* _WHAT YOU HAVE TO DO_
From the first line to the last, please print the entries exactly, omitting pictures.

Dataset items

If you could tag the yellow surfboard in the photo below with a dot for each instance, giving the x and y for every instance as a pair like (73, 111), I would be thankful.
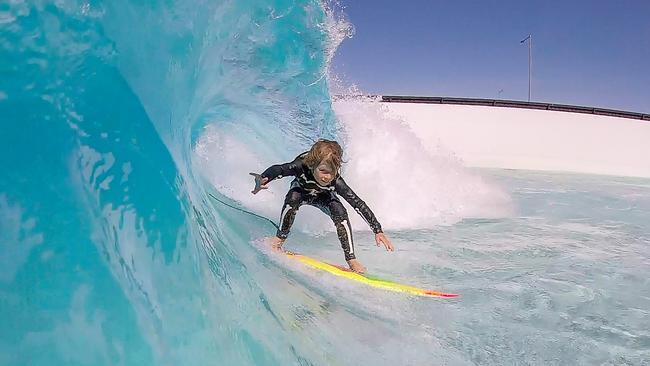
(366, 279)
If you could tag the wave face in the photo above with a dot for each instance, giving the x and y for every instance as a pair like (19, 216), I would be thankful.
(111, 253)
(118, 119)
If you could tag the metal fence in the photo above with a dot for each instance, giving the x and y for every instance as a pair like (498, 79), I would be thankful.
(515, 104)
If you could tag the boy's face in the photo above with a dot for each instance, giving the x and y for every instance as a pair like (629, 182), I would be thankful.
(323, 174)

* _SOLUTION_
If you could tag the yellow surfboard in the photo below with a dot for each instance, giving the x and y for every instance as a pair like (73, 111), I would be thankful.
(366, 279)
If you could tag the wave face in the photo above with a dot for each instance, giving the x and y for every instance as a pair like (19, 216), I would be thankful.
(111, 253)
(118, 119)
If you could tag the metal fence in the photo above with a dot for each instance, giving the x and y for every instance as a pair like (498, 79), I would be thankful.
(515, 104)
If you could tag the boy's face in the photo above with a dot for each instance, giving the x and y for every instance as a pair like (629, 182), I would be thankful.
(323, 174)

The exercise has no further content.